=== WORK TO COMPLETE ===
Print each of the entries exactly, leaving nothing out.

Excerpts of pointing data
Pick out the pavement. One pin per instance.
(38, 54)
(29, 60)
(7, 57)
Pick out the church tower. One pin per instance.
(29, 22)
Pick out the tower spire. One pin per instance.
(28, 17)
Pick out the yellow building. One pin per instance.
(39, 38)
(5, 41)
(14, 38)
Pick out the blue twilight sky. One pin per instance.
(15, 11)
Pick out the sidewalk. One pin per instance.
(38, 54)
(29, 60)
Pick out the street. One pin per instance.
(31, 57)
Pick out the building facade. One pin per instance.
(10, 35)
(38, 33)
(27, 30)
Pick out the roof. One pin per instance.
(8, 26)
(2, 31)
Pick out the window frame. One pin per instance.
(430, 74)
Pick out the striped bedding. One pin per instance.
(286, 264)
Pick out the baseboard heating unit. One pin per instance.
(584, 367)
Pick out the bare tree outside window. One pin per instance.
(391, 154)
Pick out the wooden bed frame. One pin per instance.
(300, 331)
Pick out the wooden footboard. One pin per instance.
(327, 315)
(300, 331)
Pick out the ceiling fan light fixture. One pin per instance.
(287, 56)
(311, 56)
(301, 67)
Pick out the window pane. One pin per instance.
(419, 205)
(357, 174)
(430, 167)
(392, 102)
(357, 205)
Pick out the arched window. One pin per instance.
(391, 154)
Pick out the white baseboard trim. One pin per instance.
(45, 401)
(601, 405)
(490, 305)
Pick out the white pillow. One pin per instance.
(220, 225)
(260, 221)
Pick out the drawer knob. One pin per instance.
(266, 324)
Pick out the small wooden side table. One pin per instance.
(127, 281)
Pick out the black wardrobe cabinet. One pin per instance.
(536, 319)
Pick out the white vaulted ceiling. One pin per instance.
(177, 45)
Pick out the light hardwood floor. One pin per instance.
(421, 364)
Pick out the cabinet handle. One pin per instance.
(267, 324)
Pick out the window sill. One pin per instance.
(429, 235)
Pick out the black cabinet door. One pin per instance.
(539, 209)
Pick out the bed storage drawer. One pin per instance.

=== WRITTEN SOLUTION ===
Pick out the pavement. One pin per instance.
(38, 54)
(29, 60)
(7, 57)
Pick out the church tower. One pin per instance.
(29, 22)
Pick out the tower spire. One pin per instance.
(28, 17)
Pick out the yellow building. One pin per instance.
(39, 38)
(5, 41)
(14, 38)
Pick out the blue twilight sky. One pin per instance.
(15, 11)
Pick out the sidewalk. One pin per instance.
(38, 54)
(29, 60)
Pick out the street. One pin per instance.
(31, 57)
Pick out the building facade. One pin per instance.
(10, 35)
(38, 33)
(27, 30)
Pick out the roof. One pin per instance.
(8, 26)
(2, 31)
Pick out the window frame. One pin per instance.
(430, 74)
Pick out the striped bedding. One pin per instance.
(286, 264)
Pick out the baseboard heating unit. One pin per instance.
(584, 367)
Pick out the bare tree outside window. One pin per instance.
(391, 154)
Pick out the wooden bed frame. One pin per instance.
(300, 331)
Pick out the wooden footboard. One pin per instance.
(327, 315)
(300, 331)
Pick out the ceiling fan light fixture. One pin per instance.
(287, 56)
(311, 56)
(301, 67)
Pick out the window pane. One pin per instance.
(419, 205)
(357, 174)
(430, 167)
(392, 102)
(357, 205)
Pick out the arched window. One pin per instance.
(391, 154)
Pick out the white baseboard trim. One pin per instance.
(45, 401)
(601, 405)
(490, 305)
Pick out the white pillow. One pin per instance.
(220, 225)
(260, 221)
Pick out the drawer knob. One pin per instance.
(266, 324)
Pick out the small wooden side table. One pin per instance.
(127, 281)
Pick out the black wardrobe cabinet. One pin per instance.
(536, 319)
Pick out the white vaulted ceiling. One pin per instance.
(177, 45)
Pick out the light hardwood floor. One pin per instance.
(421, 364)
Pick out the cabinet handle. One pin per instance.
(267, 324)
Pick out the window sill. One pin per instance.
(429, 235)
Pick out the black cabinet door. One pin per instance.
(539, 209)
Pick out the bed storage drawer. One pin per instance.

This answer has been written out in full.